*Job:* Rewrite the lines below, substituting "tall deciduous tree" for every occurrence of "large deciduous tree" and leaving all other text unchanged.

Stored items from a collection:
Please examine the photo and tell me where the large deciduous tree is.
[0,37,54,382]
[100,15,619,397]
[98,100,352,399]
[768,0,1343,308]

*Finished task:*
Please examine the photo and tell me where the tall deciduous tree is.
[0,37,54,382]
[100,15,619,397]
[98,100,352,399]
[768,0,1343,308]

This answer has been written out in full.